#### SET OF TASKS:
- a) Which kinds of intramolecular force does the passage on molecular forces list?
- b) Can you continue the passage on molecular forces from its final sentence?

#### QUOTED TEXT:
......
Intermolecular forces are forces between molecules. In contrast, intramolecular forces are forces within a molecule.

Intramolecular forces vs intermolecular forces

Let’s look at the bonding in carbon and oxygen. Carbon is a giant covalent structure. This means it contains a large number of atoms held together in a repeating lattice structure by many covalent bonds. Covalent bonds are a type of intramolecular force. In contrast, oxygen is a simple covalent molecule. Two oxygen atoms bond using one covalent bond, but there are no covalent bonds between molecules. Instead there are just weak intermolecular forces. To melt diamond, we need to break these strong covalent bonds, but to melt oxygen we simply need to overcome the intermolecular forces. As you’re about to find out, breaking intermolecular forces is much easier than breaking intramolecular forces. Let’s explore intramolecular and intermolecular forces now.

Intramolecular forces

As we defined above, intramolecular forces are forces within a molecule. They include ionic, metallic, and covalent bonds. You should be familiar with them. (If not, check out Covalent and Dative Bonding, Ionic Bonding, and Metallic Bonding.) These bonds are extremely strong and breaking them requires a lot of energy.

Intermolecular forces

An interaction is an action between two or more people. Something that is international occurs between multiple nations. Likewise, intermolecular forces are forces between molecules. These are weaker than intramolecular forces, and don’t require as much energy to break. They include van der Waals forces (also known as induced dipole forces, London forces or dispersion forces), permanent dipole-dipole forces, and hydrogen bonding. We’ll explore them in just a second, but first we need to revisit bond polarity.
......
#### DATASET EXCERPTS:

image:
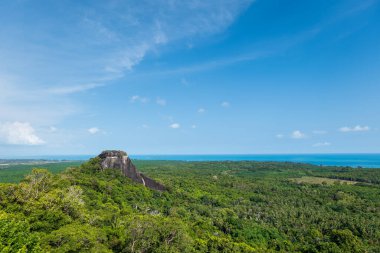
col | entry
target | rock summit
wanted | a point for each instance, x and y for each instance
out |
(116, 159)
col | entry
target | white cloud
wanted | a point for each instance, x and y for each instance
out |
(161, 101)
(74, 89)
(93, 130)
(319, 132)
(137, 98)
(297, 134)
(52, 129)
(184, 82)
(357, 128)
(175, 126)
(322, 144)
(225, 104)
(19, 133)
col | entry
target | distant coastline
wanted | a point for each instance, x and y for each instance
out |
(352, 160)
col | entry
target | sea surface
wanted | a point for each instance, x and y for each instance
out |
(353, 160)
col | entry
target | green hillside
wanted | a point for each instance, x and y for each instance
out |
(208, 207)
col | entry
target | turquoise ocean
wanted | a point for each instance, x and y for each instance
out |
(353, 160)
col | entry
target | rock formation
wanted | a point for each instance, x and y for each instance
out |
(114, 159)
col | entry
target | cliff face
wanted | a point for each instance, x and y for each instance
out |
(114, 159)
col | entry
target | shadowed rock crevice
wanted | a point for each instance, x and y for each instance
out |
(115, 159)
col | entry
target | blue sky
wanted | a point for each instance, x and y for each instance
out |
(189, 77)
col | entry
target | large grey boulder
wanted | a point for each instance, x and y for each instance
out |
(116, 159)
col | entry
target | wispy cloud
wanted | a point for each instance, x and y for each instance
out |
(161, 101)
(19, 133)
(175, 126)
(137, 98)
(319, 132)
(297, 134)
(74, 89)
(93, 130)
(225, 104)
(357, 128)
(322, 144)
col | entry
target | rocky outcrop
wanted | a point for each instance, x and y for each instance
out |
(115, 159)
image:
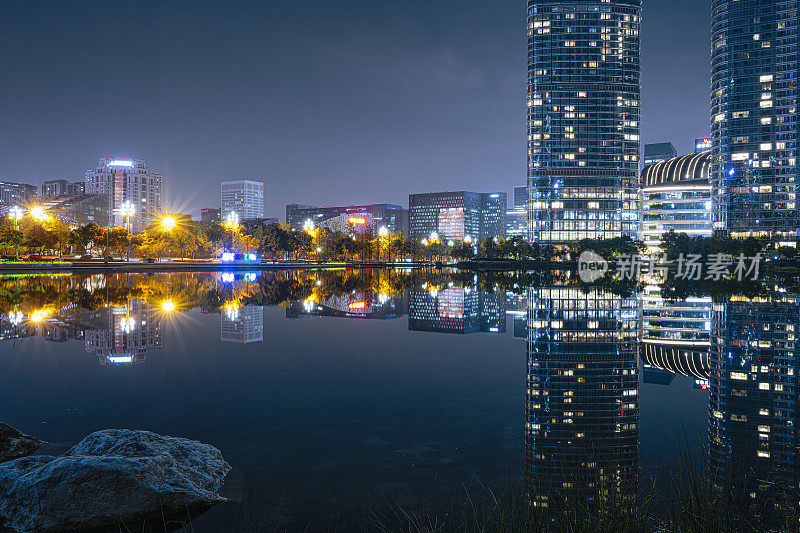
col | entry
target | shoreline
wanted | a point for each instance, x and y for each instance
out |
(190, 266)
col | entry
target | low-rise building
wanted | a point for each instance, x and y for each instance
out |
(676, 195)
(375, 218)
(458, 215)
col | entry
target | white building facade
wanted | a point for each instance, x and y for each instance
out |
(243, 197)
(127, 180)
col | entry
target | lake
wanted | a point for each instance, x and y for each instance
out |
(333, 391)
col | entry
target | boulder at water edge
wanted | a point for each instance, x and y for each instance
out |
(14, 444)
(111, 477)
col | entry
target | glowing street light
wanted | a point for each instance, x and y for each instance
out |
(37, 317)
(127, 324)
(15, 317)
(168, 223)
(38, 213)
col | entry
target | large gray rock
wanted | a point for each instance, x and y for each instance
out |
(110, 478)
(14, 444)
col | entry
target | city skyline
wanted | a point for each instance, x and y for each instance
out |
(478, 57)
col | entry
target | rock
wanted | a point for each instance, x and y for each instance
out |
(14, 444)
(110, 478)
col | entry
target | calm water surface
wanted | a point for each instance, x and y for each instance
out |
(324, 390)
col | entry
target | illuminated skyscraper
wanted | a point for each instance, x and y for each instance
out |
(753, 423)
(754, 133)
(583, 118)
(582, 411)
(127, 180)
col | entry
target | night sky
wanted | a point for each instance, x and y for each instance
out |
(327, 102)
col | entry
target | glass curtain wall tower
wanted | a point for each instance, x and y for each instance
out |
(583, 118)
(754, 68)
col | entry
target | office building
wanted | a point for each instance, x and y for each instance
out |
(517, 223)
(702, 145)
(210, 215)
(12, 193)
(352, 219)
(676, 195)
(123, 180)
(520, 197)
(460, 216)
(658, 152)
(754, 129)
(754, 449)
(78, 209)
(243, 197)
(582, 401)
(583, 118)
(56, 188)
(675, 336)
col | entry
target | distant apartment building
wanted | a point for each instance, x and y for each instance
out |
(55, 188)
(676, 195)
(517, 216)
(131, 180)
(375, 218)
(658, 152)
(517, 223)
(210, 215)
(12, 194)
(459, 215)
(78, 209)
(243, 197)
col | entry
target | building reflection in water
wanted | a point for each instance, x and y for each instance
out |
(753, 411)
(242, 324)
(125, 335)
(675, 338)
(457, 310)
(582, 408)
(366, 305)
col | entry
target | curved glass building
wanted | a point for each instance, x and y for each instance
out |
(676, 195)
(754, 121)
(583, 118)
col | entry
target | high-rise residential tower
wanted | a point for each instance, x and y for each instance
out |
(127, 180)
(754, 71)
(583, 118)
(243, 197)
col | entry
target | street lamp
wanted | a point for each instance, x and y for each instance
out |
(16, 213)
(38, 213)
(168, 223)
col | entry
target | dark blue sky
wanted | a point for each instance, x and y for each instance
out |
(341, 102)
......
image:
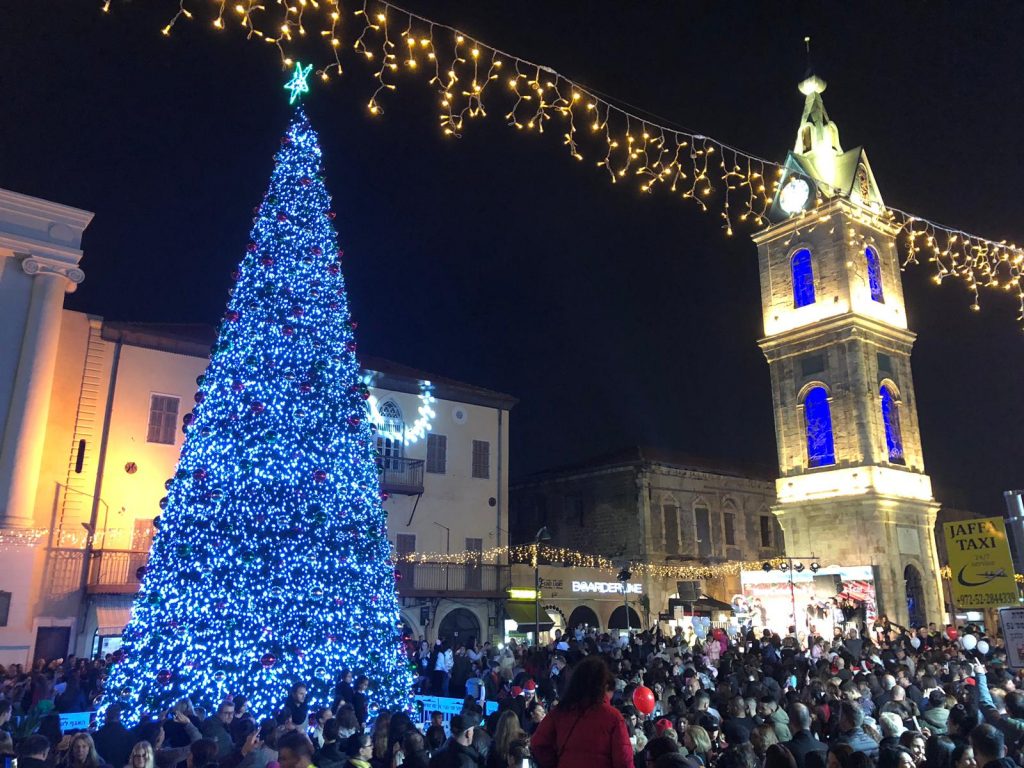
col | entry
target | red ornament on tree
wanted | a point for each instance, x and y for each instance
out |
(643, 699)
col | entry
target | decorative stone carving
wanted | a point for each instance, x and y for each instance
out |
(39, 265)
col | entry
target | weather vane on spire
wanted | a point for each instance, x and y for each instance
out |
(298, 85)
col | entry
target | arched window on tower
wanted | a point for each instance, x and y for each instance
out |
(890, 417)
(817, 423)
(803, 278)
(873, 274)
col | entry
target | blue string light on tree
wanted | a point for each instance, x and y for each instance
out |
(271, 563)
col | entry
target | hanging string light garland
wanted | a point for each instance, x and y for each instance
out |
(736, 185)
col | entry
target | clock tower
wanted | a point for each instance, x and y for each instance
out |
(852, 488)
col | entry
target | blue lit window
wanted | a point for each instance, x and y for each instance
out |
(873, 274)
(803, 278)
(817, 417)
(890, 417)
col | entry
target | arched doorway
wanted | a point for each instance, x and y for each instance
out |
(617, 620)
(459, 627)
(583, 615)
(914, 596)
......
#### OUTPUTS:
- a)
- Ionic bonds
- Metallic bonds
- Covalent bonds

- b)
Fig. 1 - A diagram showing the relative strengths of intramolecular and intermolecular forces

Bond polarity

As we mentioned above, there are three main types of intermolecular forces:

  • Van der Waals forces.
  • Permanent dipole-dipole forces.
  • Hydrogen bonding.

How do we know which one a molecule will experience? It all depends on bond polarity. The bonding pair of electrons is not always spaced equally between two atoms joined with a covalent bond (remember Polarity?). Instead, one atom could attract the pair more strongly than the other. This is due to differences in electronegativities.

A more electronegative atom will pull the pair of electrons in the bond towards itself, becoming partially negatively-charged, leaving the second atom partially positively-charged. We say that this has formed a polar bond and the molecule contains a dipole moment.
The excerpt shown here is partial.